• **Material for this exercise**:
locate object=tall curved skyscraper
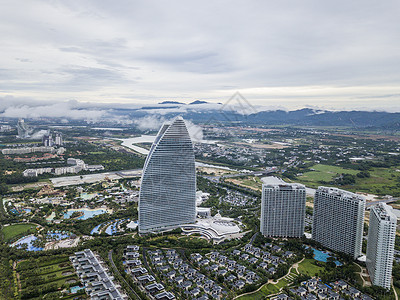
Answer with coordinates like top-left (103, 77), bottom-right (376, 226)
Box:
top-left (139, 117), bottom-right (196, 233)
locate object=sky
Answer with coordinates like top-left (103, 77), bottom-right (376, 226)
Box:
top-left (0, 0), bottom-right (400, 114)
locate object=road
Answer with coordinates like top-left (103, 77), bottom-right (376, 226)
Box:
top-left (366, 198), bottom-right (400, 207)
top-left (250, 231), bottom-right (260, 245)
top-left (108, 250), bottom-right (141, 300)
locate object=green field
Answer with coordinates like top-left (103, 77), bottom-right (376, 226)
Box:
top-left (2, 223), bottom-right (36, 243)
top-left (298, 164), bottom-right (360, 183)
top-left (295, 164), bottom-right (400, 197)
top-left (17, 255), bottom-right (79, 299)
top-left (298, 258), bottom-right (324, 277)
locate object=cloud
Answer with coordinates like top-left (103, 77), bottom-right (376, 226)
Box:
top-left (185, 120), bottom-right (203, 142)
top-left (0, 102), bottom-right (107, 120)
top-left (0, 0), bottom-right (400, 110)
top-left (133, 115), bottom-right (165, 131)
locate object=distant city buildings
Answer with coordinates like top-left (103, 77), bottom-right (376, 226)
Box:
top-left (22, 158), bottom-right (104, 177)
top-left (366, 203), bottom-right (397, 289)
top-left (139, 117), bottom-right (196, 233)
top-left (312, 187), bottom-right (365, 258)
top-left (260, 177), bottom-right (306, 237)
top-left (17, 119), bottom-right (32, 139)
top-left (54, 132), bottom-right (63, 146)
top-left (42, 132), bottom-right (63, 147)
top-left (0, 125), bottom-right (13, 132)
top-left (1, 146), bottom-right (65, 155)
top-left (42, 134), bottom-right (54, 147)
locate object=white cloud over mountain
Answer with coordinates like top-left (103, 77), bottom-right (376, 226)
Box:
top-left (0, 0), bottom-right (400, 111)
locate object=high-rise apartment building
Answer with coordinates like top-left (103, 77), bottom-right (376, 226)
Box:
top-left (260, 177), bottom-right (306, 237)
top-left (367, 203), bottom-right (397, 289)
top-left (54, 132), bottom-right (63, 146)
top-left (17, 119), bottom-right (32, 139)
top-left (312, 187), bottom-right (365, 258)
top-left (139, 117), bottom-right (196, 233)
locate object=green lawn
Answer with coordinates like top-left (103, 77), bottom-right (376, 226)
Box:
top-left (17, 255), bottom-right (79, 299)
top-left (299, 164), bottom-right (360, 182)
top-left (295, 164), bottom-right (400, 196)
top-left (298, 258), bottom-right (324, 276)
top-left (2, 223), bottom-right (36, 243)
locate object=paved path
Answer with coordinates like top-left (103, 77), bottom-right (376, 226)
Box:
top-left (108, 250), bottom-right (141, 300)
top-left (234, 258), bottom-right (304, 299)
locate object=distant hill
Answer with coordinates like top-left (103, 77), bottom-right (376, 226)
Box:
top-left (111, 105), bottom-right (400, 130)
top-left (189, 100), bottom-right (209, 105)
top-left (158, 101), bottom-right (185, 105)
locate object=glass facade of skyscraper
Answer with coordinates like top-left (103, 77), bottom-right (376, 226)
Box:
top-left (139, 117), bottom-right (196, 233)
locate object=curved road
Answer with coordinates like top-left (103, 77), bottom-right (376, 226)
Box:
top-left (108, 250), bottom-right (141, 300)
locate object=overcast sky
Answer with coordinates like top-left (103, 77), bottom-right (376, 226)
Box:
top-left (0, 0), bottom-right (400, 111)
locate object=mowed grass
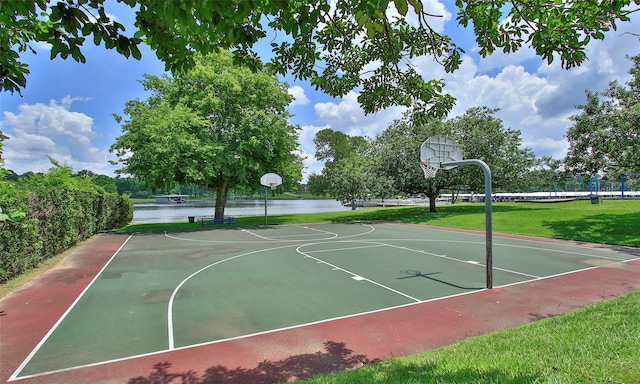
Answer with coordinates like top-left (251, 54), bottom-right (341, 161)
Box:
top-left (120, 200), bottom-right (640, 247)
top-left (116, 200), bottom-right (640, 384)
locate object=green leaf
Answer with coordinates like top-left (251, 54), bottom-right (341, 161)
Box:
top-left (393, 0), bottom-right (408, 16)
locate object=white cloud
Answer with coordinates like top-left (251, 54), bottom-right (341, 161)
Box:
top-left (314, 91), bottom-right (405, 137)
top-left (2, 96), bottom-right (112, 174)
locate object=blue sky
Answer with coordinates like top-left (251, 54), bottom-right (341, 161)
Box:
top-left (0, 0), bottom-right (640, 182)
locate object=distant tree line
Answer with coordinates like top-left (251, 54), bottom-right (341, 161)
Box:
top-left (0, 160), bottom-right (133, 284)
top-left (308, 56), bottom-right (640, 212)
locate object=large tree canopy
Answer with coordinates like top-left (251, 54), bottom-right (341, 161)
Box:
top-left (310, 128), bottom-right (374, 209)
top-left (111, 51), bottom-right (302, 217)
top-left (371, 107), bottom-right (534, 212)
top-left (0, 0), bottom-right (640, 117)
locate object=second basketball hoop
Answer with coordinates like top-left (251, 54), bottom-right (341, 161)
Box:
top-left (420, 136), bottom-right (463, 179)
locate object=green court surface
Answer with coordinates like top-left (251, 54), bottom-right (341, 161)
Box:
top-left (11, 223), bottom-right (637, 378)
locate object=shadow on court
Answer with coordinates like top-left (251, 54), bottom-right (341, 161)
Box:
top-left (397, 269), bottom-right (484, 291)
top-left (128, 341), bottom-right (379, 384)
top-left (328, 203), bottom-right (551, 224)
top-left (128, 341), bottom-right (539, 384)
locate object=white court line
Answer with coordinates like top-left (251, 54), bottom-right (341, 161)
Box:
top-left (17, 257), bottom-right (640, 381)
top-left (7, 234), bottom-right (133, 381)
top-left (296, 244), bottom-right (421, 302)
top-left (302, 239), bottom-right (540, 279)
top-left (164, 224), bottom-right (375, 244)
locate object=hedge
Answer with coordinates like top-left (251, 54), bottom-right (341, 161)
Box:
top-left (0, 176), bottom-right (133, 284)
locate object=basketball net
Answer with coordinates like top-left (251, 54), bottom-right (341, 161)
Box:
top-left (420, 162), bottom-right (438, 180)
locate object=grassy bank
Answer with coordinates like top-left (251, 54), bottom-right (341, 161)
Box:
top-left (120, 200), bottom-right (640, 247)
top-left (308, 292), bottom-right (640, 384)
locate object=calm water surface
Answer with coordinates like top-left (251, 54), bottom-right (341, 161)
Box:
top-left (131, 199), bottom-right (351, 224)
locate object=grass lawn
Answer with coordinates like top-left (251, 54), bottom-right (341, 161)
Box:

• **Your objective**: State how many lines of the records contain the string "surface", treating uppercase and lowercase as distinct. Give only the number.

• **Response for this exercise**: 2